Task goal =>
Starting at the beginning of the rows and stopping after the line containing "332L324 339L335 337L330", reproduce those lines, substituting "coarse mask" for "rough mask" and leaving everything else unchanged.

Stored data entries =>
______________________________

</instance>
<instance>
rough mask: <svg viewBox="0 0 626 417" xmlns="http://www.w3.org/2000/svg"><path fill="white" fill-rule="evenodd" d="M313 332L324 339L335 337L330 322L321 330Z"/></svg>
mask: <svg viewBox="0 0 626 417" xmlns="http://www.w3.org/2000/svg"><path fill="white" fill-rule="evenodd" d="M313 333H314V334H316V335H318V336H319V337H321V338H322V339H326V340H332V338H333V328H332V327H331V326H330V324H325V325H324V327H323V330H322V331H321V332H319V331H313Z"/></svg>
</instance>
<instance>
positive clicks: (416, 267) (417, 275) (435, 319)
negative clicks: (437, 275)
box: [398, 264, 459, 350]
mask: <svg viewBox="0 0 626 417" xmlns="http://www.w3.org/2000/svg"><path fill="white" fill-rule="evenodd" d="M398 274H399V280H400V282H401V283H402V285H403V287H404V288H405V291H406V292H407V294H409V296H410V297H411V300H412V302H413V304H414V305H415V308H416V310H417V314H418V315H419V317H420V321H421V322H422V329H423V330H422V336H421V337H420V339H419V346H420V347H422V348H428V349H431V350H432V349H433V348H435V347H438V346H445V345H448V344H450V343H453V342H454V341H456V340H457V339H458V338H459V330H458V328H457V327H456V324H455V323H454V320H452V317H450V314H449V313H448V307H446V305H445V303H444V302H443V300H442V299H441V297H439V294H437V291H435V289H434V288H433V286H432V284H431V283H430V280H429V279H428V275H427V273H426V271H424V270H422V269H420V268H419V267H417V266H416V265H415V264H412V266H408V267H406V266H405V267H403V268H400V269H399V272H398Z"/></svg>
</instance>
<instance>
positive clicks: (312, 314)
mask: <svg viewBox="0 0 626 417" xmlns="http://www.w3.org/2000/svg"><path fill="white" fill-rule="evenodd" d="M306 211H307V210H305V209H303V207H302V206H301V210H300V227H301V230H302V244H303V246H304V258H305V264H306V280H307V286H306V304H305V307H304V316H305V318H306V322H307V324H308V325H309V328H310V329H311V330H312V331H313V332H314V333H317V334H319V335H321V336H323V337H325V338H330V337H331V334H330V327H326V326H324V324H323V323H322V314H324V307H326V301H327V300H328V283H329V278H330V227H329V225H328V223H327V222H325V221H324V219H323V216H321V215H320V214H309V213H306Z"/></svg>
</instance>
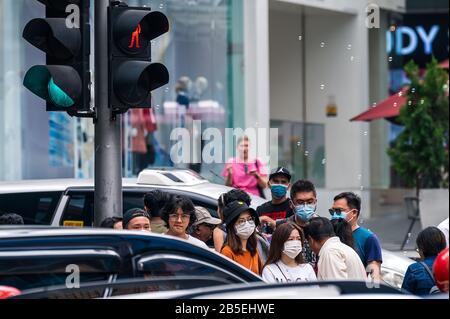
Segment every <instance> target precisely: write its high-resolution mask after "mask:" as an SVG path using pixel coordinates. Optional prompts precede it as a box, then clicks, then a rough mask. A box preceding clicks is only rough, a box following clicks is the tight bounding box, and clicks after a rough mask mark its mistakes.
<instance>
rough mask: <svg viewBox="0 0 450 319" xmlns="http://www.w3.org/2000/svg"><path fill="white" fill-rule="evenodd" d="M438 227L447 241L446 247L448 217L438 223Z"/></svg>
mask: <svg viewBox="0 0 450 319" xmlns="http://www.w3.org/2000/svg"><path fill="white" fill-rule="evenodd" d="M438 228H439V229H440V231H441V232H443V233H444V235H445V240H446V241H447V247H448V218H447V219H446V220H444V221H443V222H442V223H440V224H439V226H438Z"/></svg>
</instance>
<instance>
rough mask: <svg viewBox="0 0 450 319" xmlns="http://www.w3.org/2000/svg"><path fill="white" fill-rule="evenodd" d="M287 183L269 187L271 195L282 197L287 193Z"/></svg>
mask: <svg viewBox="0 0 450 319" xmlns="http://www.w3.org/2000/svg"><path fill="white" fill-rule="evenodd" d="M287 189H288V187H287V185H283V184H274V185H272V186H271V187H270V191H271V192H272V196H273V197H275V198H283V197H284V196H286V194H287Z"/></svg>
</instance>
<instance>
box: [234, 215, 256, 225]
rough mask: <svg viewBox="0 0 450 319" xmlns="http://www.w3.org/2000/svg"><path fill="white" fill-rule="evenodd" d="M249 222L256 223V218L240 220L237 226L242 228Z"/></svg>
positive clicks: (237, 223)
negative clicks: (244, 224)
mask: <svg viewBox="0 0 450 319" xmlns="http://www.w3.org/2000/svg"><path fill="white" fill-rule="evenodd" d="M247 222H249V223H250V222H255V218H254V217H249V218H247V219H246V218H240V219H238V220H237V222H236V225H238V226H241V225H244V224H245V223H247Z"/></svg>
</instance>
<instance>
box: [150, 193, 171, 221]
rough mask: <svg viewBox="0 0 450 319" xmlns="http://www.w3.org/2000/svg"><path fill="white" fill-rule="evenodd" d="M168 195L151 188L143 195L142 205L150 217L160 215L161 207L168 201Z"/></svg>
mask: <svg viewBox="0 0 450 319" xmlns="http://www.w3.org/2000/svg"><path fill="white" fill-rule="evenodd" d="M171 197H172V195H170V194H169V193H167V192H164V191H161V190H159V189H156V190H152V191H151V192H148V193H147V194H145V196H144V205H145V207H146V208H147V209H148V213H149V214H150V216H151V217H161V209H162V208H163V207H164V205H165V204H167V202H169V201H170V198H171Z"/></svg>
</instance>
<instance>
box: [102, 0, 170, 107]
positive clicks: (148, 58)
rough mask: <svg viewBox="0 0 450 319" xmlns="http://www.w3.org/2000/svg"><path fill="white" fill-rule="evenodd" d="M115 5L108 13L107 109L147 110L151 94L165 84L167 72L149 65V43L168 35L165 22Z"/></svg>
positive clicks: (149, 62)
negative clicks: (108, 14)
mask: <svg viewBox="0 0 450 319" xmlns="http://www.w3.org/2000/svg"><path fill="white" fill-rule="evenodd" d="M116 4H117V5H115V6H111V7H110V9H109V23H110V27H109V32H110V34H109V39H110V41H109V43H110V48H109V52H110V61H109V62H110V72H109V74H110V83H109V85H110V105H111V107H112V110H113V112H114V113H124V112H126V111H128V110H129V109H130V108H150V107H151V91H153V90H155V89H157V88H160V87H162V86H164V85H166V84H167V83H169V72H168V71H167V68H166V67H165V66H164V65H163V64H160V63H151V41H152V40H153V39H155V38H157V37H159V36H160V35H163V34H164V33H166V32H168V31H169V21H168V19H167V17H166V16H165V15H164V14H163V13H161V12H158V11H152V10H151V9H150V8H141V7H128V6H127V5H126V4H124V3H116Z"/></svg>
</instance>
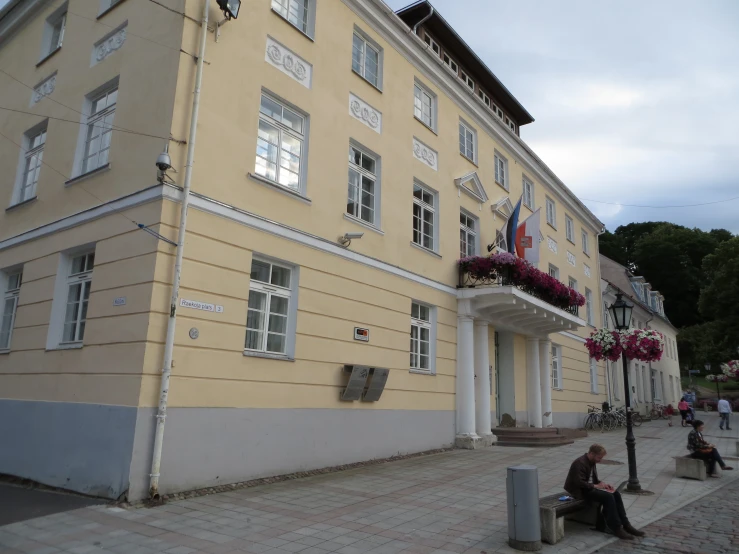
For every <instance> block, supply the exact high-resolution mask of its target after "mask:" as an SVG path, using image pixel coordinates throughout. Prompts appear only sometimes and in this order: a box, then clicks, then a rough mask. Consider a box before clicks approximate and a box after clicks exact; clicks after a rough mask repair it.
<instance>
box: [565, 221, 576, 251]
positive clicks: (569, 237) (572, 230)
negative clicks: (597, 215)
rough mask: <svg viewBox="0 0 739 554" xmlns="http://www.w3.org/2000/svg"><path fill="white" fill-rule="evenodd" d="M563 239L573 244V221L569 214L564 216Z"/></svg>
mask: <svg viewBox="0 0 739 554" xmlns="http://www.w3.org/2000/svg"><path fill="white" fill-rule="evenodd" d="M565 237H566V238H567V240H568V241H570V242H571V243H572V244H575V220H574V219H572V218H571V217H570V216H569V214H565Z"/></svg>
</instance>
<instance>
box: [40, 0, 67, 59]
mask: <svg viewBox="0 0 739 554" xmlns="http://www.w3.org/2000/svg"><path fill="white" fill-rule="evenodd" d="M66 26H67V4H64V5H63V6H62V7H61V8H59V9H58V10H56V11H55V12H54V13H53V14H51V15H50V16H49V17H48V18H47V19H46V23H45V24H44V32H43V38H42V43H41V59H42V60H43V59H45V58H47V57H49V56H51V55H52V54H53V53H54V52H56V51H57V50H59V49H60V48H61V47H62V42H63V41H64V29H65V28H66Z"/></svg>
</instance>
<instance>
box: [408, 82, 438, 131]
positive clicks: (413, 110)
mask: <svg viewBox="0 0 739 554" xmlns="http://www.w3.org/2000/svg"><path fill="white" fill-rule="evenodd" d="M413 94H414V100H413V115H415V117H416V119H418V120H419V121H420V122H421V123H423V124H424V125H426V126H427V127H429V128H431V129H434V128H435V125H436V114H435V111H436V97H435V96H434V95H433V94H431V92H429V91H428V90H427V89H426V88H425V87H423V86H421V85H420V84H419V83H416V84H415V87H414V91H413Z"/></svg>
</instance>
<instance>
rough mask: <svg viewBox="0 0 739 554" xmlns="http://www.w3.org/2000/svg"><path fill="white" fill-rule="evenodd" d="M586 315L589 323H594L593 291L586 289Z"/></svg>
mask: <svg viewBox="0 0 739 554" xmlns="http://www.w3.org/2000/svg"><path fill="white" fill-rule="evenodd" d="M585 317H586V318H587V322H588V325H592V324H593V291H591V290H590V289H588V288H586V289H585Z"/></svg>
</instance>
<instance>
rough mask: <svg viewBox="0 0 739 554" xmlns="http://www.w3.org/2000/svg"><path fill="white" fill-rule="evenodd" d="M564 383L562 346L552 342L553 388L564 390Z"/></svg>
mask: <svg viewBox="0 0 739 554" xmlns="http://www.w3.org/2000/svg"><path fill="white" fill-rule="evenodd" d="M562 383H563V379H562V347H561V346H560V345H559V344H554V343H552V388H553V389H554V390H563V385H562Z"/></svg>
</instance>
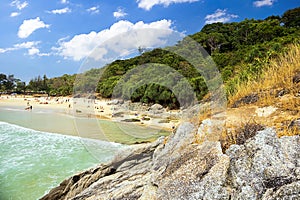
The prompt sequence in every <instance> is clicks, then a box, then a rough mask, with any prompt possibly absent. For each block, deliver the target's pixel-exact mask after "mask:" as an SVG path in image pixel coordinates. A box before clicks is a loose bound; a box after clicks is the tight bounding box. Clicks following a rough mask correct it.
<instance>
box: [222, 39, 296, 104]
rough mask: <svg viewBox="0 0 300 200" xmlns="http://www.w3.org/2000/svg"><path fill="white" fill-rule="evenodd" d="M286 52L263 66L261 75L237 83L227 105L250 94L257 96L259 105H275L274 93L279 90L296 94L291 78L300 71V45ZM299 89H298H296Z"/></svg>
mask: <svg viewBox="0 0 300 200" xmlns="http://www.w3.org/2000/svg"><path fill="white" fill-rule="evenodd" d="M288 49H289V50H288V51H287V52H286V53H285V54H284V55H281V56H279V57H278V58H277V59H271V60H270V61H269V62H268V63H266V64H265V66H263V67H262V68H263V70H262V73H261V75H260V76H259V77H258V78H256V79H254V80H253V79H249V80H248V81H245V82H242V81H237V82H238V84H236V86H235V88H236V89H235V92H234V93H232V94H230V95H229V97H228V100H229V105H232V104H233V103H234V102H235V101H237V100H238V99H241V98H242V97H245V96H247V95H250V94H254V93H255V94H258V95H259V101H258V103H259V104H261V105H272V104H274V103H276V101H277V100H276V92H278V91H279V90H281V89H286V90H288V91H289V92H290V93H291V94H292V93H295V92H298V91H295V90H297V87H295V84H293V80H292V79H293V76H294V75H295V73H296V72H297V71H300V44H292V45H290V46H288ZM298 89H299V88H298ZM296 104H297V101H296V100H295V101H294V102H289V104H288V105H287V106H289V107H292V106H296Z"/></svg>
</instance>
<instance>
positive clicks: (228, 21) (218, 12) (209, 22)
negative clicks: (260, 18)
mask: <svg viewBox="0 0 300 200" xmlns="http://www.w3.org/2000/svg"><path fill="white" fill-rule="evenodd" d="M238 17H239V16H238V15H233V14H228V13H227V10H226V9H224V10H221V9H217V10H216V11H215V12H214V13H213V14H210V15H206V17H205V20H206V21H205V24H212V23H216V22H222V23H226V22H229V21H230V20H232V19H234V18H238Z"/></svg>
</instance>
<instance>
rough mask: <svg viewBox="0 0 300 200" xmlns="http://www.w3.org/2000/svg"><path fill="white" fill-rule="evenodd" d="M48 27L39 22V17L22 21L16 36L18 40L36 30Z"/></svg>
mask: <svg viewBox="0 0 300 200" xmlns="http://www.w3.org/2000/svg"><path fill="white" fill-rule="evenodd" d="M49 27H50V25H49V24H45V23H44V22H43V21H41V20H40V18H39V17H37V18H35V19H28V20H24V21H23V23H22V24H21V26H20V27H19V31H18V36H19V38H27V37H29V36H30V35H31V34H32V33H33V32H34V31H36V30H37V29H40V28H49Z"/></svg>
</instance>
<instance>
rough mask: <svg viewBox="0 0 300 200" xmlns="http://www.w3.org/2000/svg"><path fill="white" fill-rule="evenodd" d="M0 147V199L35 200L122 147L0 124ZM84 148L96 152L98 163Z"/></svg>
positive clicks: (88, 167) (107, 158)
mask: <svg viewBox="0 0 300 200" xmlns="http://www.w3.org/2000/svg"><path fill="white" fill-rule="evenodd" d="M0 145H1V152H0V197H2V196H4V197H8V196H7V195H10V196H9V198H12V199H17V198H22V199H37V198H39V197H41V196H42V195H43V194H45V192H46V191H48V190H49V189H50V188H52V187H53V186H56V185H58V184H59V183H60V182H61V181H62V180H64V179H65V178H67V177H69V176H71V175H72V174H74V173H77V172H78V171H82V170H84V169H87V168H90V167H93V166H95V165H97V164H99V163H101V162H106V161H108V160H109V159H111V158H112V157H113V155H114V154H115V153H116V152H117V151H118V150H119V149H121V148H123V146H124V145H121V144H117V143H112V142H106V141H97V140H93V139H83V138H80V137H77V136H69V135H61V134H57V133H48V132H42V131H35V130H32V129H29V128H24V127H21V126H18V125H13V124H9V123H6V122H1V121H0ZM86 145H88V146H89V147H90V146H92V147H94V148H96V149H97V152H98V153H99V155H97V158H98V159H99V158H100V160H96V159H95V158H94V157H93V155H91V154H90V153H89V152H88V151H87V149H86ZM11 195H14V196H11Z"/></svg>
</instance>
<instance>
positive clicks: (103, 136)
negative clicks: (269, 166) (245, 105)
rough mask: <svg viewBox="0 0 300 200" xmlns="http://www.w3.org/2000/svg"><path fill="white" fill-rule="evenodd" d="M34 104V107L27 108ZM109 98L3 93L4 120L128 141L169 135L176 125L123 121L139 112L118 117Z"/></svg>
mask: <svg viewBox="0 0 300 200" xmlns="http://www.w3.org/2000/svg"><path fill="white" fill-rule="evenodd" d="M29 106H32V110H30V109H28V110H26V108H27V107H29ZM113 109H114V108H113V106H112V105H108V101H107V100H104V101H98V100H96V101H94V100H87V99H76V100H75V101H73V99H72V98H67V97H59V98H45V97H42V98H34V97H31V96H17V97H16V96H3V95H2V96H1V97H0V120H1V121H5V122H9V123H12V124H17V125H20V126H23V127H26V128H31V129H35V130H39V131H46V132H53V133H60V134H66V135H75V136H80V137H83V138H92V139H98V140H104V141H110V142H118V143H124V144H135V143H141V142H148V141H153V140H155V138H157V137H159V136H160V135H168V134H169V133H170V131H171V127H170V126H173V124H171V123H158V121H159V120H160V119H151V120H145V121H143V120H141V121H140V122H137V123H132V122H131V123H125V122H121V121H122V120H124V119H128V118H137V116H136V115H131V114H128V115H124V116H122V117H118V118H114V117H112V114H113Z"/></svg>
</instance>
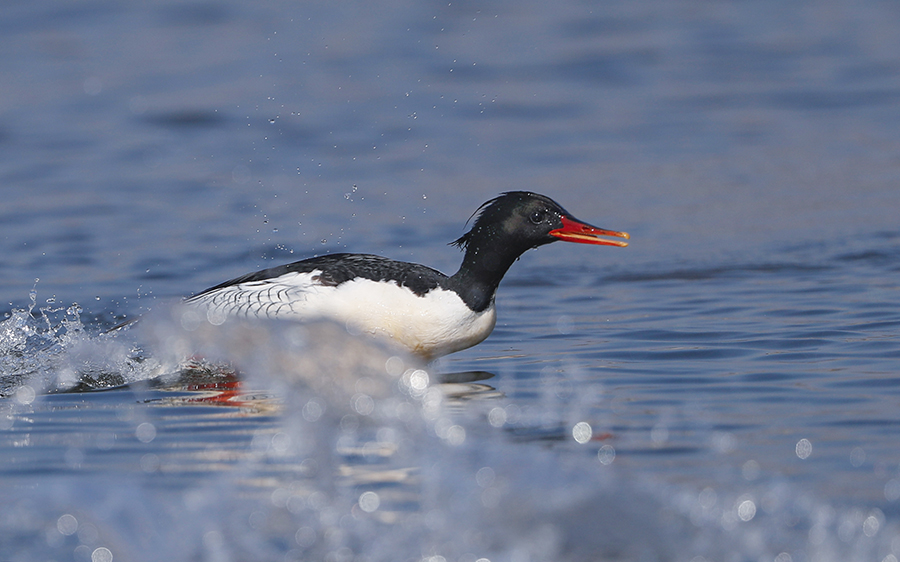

______________________________

Output of the exercise =>
</instance>
<instance>
coarse mask: <svg viewBox="0 0 626 417" xmlns="http://www.w3.org/2000/svg"><path fill="white" fill-rule="evenodd" d="M313 332L324 339L335 337L330 322L321 330Z"/></svg>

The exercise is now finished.